第11回:中村俊博 (Tonko House / Animator)

<2>トンコハウス、そしてサンフランシスコで働くこと


トンコハウスの同僚と

ーートンコハウスは、どんな会社でしょうか。

トンコハウスは「ハウス」というだけあってとてもアットホームな会社です。社員同士の距離が近くスタジオの内装も自分たちで手づくりしていて、暖かな雰囲気があります。会議室がないので上層部の会議が丸聞こえで、トンコハウスでは秘密などいっさいありません(笑)。スタートアップでまだ小さい会社ですが、日本と共同で短編アニメーション映画(『MOOM/ムーム』)をつくったり『ダム・キーパー』のグラフィックノベルをつくったりと、幅広く活動しています。現在進行中の作品は、Hulu向けに『ダム・キーパー』のTVシリーズを制作中です。元ピクサーのエリック・オー監督による2Dアニメーションで、自分の2Dアニメーターとしてのデビュー作品となります。さらにこれから『ダム・キーパー』の長編映画も制作予定なので、ぜひご期待ください。

映画『MOOM/ムーム』ティザー映像
twitter.com/moomthemovie

ーー現在の仕事の面白いところは、どんな点でしょうか。

3Dアニメーションだけではなく2Dアニメーションも制作したり、コンポジションやエディット、グラフィックノベルの絵に色を塗ったりと、様々な仕事に携わることができる点です。

ーー仕事ではどのようなツールを使用されていますか?

3Dアニメーションの制作ではMayaを使用しており、2Dアニメーションの制作ではTVPaintを使っています。レンダリングはアニマさんのお力を借りV-Rayで、コンポジットでは主にAfter Effectsを使用しています。3DアニメーションはトンコハウスのYoutubeチャンネルで見ることができますのでぜひご覧ください。

____

* [課題一覧]
A - トンコハウスのインタビューで、3Dアニメーションの制作に使われているツールの名前を答えてください。
B - トンコハウスのインタビューから、「ーートンコハウスは、どんな会社でしょうか。」という語句を含むところで始まり「なので、ぜひご期待ください。」で終わる部分を、一字も変えずに出力してください。

* [データ抜粋]
____

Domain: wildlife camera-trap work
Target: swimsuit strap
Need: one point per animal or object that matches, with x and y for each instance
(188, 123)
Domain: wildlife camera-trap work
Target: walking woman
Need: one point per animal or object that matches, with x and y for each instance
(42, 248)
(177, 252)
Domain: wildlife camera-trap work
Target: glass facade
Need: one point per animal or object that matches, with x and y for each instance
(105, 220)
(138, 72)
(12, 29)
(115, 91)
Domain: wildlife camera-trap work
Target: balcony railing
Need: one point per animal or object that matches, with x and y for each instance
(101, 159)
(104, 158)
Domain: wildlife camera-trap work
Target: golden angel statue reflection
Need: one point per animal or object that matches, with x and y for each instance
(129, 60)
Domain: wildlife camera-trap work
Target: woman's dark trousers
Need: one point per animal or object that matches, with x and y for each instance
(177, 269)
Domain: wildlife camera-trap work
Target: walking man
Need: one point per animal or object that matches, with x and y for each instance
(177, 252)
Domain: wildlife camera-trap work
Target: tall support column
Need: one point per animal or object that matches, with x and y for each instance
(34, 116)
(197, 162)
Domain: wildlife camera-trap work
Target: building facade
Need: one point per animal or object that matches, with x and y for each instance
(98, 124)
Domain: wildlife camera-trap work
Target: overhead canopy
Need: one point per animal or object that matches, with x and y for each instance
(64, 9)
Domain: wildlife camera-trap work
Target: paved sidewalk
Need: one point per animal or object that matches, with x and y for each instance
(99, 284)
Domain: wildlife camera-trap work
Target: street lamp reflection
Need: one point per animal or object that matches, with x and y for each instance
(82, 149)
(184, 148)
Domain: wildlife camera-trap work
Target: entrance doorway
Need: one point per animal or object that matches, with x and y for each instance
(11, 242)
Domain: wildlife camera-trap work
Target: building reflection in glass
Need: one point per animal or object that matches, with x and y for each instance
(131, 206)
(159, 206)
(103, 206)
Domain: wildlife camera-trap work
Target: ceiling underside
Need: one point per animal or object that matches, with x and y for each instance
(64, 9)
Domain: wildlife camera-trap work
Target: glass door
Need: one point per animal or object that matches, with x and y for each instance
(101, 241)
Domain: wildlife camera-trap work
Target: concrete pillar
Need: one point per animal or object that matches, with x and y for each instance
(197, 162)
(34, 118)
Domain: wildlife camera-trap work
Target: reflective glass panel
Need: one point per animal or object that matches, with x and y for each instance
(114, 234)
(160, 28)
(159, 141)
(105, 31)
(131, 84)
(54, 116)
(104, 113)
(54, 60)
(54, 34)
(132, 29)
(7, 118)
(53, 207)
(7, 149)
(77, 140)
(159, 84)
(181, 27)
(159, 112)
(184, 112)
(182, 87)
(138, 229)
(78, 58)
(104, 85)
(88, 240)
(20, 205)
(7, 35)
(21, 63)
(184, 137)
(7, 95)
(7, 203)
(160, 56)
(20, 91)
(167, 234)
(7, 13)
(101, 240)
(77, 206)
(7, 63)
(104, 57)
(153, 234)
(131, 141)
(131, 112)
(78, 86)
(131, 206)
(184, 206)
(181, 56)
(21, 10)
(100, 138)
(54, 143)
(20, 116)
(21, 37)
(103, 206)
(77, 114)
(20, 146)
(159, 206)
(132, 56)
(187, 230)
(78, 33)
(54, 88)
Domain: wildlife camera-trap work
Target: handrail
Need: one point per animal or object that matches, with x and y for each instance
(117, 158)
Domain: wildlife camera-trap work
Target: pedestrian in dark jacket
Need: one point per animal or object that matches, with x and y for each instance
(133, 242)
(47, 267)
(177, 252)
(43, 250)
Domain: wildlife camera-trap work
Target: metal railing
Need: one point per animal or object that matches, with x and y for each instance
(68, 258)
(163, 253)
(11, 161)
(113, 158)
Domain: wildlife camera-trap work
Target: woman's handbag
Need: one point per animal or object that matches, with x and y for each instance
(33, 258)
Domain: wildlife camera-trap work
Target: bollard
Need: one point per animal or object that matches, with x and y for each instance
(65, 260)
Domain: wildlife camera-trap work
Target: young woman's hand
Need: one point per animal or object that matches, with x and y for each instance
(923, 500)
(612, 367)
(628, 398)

____

* [課題の回答]
A - Maya

B -
ーートンコハウスは、どんな会社でしょうか。

トンコハウスは「ハウス」というだけあってとてもアットホームな会社です。社員同士の距離が近くスタジオの内装も自分たちで手づくりしていて、暖かな雰囲気があります。会議室がないので上層部の会議が丸聞こえで、トンコハウスでは秘密などいっさいありません(笑)。スタートアップでまだ小さい会社ですが、日本と共同で短編アニメーション映画(『MOOM/ムーム』)をつくったり『ダム・キーパー』のグラフィックノベルをつくったりと、幅広く活動しています。現在進行中の作品は、Hulu向けに『ダム・キーパー』のTVシリーズを制作中です。元ピクサーのエリック・オー監督による2Dアニメーションで、自分の2Dアニメーターとしてのデビュー作品となります。さらにこれから『ダム・キーパー』の長編映画も制作予定なので、ぜひご期待ください。